> [HOW TO COMPLETE THIS TASK]: Could you copy every line of the data that contains the word "brick"?

> [DATA EXCERPTS]:
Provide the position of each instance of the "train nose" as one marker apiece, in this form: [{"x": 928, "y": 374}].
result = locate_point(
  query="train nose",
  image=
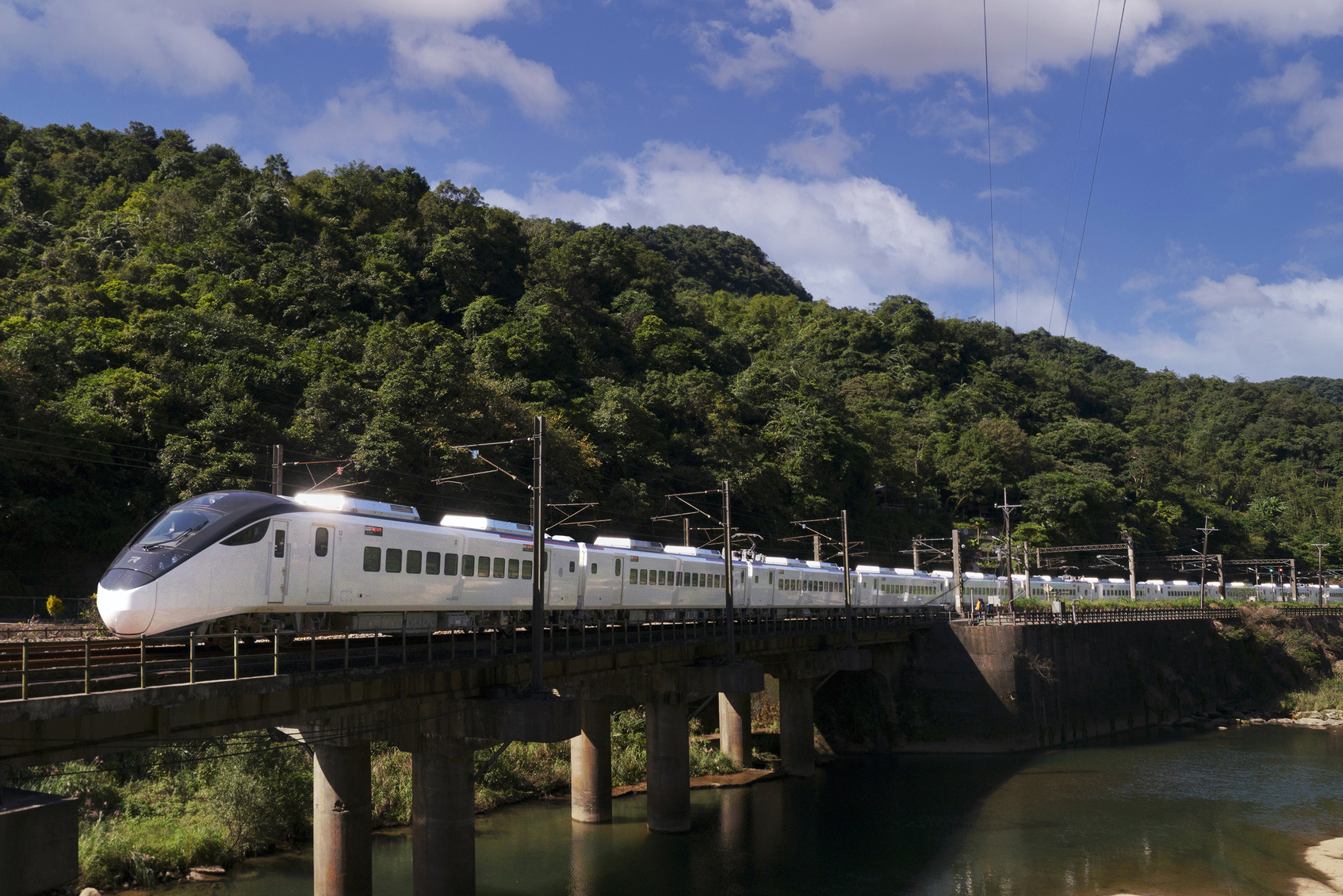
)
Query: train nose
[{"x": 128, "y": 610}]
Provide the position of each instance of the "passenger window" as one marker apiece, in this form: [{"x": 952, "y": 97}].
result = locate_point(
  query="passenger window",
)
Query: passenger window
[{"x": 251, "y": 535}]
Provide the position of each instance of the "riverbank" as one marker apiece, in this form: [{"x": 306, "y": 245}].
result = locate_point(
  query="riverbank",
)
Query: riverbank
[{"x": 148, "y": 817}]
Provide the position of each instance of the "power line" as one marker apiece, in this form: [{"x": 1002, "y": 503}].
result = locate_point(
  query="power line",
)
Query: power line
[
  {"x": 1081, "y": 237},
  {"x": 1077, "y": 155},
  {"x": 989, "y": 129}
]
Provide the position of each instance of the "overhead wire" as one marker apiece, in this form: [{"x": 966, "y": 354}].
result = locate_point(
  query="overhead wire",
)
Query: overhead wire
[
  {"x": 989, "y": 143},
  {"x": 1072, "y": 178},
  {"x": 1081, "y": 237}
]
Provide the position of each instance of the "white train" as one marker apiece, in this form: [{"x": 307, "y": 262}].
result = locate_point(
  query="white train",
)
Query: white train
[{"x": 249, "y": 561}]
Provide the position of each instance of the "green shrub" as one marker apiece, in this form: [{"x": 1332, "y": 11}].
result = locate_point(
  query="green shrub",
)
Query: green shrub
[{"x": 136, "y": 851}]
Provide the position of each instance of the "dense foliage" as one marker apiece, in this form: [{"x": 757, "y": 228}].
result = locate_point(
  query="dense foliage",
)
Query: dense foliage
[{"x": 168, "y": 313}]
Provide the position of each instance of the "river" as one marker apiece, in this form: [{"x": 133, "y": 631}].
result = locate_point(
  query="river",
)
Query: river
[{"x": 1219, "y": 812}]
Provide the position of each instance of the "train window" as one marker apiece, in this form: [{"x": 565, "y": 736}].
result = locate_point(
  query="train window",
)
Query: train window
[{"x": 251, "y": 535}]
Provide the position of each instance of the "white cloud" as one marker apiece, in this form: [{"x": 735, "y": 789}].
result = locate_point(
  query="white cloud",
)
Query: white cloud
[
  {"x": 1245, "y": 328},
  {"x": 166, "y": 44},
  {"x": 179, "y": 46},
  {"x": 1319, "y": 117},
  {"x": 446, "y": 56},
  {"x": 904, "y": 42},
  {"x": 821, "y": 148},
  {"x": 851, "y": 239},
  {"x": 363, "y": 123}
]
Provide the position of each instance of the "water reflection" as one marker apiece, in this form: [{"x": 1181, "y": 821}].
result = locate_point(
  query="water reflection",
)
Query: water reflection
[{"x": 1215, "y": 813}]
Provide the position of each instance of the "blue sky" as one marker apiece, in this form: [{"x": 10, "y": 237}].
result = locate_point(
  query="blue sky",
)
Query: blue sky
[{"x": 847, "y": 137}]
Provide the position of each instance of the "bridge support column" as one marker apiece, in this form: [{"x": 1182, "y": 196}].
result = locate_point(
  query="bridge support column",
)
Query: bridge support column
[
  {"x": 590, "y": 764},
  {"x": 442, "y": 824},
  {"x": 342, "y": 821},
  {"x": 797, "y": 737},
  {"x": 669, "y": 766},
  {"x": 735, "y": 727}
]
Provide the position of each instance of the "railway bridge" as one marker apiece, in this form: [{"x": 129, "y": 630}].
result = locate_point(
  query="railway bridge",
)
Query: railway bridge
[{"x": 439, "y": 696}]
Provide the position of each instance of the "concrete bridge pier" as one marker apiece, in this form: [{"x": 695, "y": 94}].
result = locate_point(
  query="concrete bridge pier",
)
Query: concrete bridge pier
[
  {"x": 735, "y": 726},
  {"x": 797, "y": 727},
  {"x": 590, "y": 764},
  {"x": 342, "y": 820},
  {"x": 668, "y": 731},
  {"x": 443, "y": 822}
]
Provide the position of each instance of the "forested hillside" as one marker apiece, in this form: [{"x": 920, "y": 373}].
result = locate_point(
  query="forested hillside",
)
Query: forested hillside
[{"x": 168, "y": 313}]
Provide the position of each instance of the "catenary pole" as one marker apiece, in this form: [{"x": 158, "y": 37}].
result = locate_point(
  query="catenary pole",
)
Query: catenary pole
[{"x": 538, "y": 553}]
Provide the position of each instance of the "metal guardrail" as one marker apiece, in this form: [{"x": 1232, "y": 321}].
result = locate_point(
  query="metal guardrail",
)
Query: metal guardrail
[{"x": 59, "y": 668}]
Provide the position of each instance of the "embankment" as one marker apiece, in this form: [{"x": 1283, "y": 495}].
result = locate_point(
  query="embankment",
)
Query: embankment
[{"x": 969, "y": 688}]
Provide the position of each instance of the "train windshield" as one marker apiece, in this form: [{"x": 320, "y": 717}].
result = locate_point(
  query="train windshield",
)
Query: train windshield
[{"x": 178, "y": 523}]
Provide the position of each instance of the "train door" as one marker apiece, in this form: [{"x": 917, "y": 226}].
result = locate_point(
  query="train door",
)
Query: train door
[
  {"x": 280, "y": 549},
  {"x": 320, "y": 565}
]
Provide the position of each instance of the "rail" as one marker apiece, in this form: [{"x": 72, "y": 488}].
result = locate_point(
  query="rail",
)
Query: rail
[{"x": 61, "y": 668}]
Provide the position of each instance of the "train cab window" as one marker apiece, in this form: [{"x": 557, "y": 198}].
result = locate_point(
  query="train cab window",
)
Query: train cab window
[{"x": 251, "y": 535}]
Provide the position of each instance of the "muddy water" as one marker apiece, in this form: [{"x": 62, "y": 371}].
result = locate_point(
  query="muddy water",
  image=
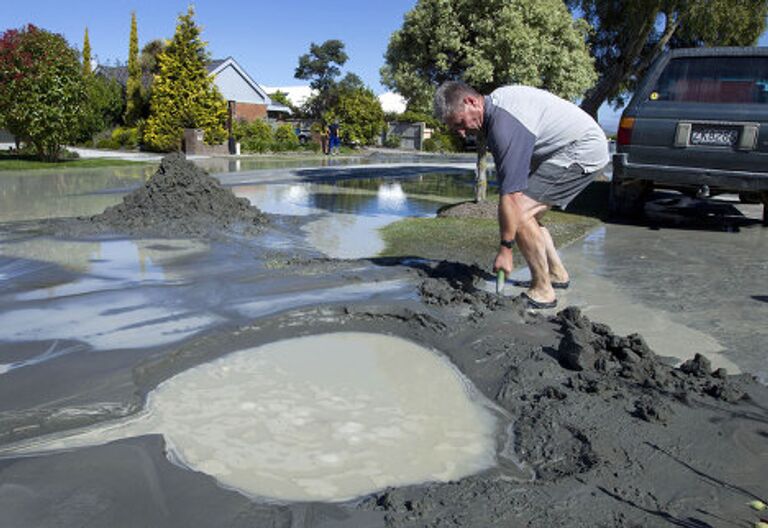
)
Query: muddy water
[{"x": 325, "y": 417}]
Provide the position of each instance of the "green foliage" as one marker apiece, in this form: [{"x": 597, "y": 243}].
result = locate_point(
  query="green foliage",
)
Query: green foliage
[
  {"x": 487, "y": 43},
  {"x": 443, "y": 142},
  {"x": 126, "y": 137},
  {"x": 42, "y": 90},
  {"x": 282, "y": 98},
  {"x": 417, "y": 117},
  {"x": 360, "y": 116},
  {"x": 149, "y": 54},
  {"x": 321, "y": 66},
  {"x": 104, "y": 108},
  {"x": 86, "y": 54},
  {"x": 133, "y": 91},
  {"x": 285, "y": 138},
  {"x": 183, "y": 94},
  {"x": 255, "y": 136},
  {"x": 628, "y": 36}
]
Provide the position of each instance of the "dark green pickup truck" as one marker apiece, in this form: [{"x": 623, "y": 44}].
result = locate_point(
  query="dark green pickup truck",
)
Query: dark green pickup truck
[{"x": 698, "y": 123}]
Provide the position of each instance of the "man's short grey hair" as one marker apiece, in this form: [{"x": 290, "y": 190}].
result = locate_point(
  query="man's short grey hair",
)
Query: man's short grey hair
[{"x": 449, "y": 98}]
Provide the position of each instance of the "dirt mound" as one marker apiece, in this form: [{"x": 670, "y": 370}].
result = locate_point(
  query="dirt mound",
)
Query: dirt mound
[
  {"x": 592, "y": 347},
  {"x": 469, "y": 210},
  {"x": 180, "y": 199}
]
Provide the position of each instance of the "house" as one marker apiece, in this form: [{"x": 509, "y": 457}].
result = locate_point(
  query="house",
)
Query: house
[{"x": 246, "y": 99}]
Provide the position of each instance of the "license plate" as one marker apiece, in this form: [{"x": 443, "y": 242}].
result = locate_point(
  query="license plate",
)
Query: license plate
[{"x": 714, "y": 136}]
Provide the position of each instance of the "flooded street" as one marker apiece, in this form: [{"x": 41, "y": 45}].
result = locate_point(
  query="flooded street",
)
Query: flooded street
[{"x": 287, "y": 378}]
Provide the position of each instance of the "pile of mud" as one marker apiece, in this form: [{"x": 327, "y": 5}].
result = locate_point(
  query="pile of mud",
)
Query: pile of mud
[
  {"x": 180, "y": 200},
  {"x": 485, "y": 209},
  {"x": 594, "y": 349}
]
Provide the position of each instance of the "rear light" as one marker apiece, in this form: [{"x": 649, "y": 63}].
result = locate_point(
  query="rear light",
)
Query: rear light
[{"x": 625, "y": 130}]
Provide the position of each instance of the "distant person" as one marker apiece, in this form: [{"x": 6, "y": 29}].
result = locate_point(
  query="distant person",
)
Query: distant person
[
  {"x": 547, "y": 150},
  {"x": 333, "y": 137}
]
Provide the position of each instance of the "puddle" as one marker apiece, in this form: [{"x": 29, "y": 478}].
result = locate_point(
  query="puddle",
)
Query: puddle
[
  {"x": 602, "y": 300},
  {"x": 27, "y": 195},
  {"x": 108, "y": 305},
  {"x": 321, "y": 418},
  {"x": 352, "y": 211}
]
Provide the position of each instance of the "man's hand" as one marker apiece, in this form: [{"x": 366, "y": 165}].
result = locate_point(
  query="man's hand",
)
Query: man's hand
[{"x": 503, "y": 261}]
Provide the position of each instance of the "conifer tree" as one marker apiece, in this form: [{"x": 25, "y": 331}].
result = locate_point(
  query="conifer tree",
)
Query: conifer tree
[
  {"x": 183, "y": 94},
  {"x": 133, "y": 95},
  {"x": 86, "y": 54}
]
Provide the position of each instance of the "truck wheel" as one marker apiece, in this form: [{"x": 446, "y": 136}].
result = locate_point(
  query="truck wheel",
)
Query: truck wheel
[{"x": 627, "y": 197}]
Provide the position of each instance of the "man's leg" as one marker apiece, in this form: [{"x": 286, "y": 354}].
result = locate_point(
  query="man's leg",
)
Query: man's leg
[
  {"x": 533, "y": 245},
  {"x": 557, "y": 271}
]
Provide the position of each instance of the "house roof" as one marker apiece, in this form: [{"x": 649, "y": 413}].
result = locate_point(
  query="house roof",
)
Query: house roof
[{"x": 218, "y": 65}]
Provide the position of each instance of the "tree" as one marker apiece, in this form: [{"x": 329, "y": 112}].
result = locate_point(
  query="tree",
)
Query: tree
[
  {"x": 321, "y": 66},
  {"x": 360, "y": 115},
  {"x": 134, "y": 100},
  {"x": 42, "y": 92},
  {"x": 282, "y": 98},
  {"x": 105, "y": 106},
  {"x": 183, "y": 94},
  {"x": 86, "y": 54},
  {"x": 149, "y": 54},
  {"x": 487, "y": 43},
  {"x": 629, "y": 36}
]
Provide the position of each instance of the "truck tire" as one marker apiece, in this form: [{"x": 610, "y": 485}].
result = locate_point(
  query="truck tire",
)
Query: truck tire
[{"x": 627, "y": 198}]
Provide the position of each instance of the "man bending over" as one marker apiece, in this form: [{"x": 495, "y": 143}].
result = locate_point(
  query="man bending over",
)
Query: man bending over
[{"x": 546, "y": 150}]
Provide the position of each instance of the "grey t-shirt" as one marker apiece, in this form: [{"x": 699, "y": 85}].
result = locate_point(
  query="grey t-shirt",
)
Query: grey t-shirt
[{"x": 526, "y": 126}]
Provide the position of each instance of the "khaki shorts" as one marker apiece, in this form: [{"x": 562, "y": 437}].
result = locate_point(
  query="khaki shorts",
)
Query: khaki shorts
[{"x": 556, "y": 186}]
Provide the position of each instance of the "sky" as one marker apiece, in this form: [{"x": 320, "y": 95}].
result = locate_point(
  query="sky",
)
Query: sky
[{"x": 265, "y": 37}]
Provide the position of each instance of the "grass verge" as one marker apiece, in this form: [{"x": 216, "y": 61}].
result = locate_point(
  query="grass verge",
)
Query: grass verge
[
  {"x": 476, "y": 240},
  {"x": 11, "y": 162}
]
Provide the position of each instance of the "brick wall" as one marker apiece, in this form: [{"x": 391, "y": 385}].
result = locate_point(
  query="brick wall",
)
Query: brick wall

> [RESULT FOR THIS EXERCISE]:
Provide the position of each instance of the "brick wall" as one marker apiece, in this form: [{"x": 391, "y": 385}].
  query="brick wall",
Query: brick wall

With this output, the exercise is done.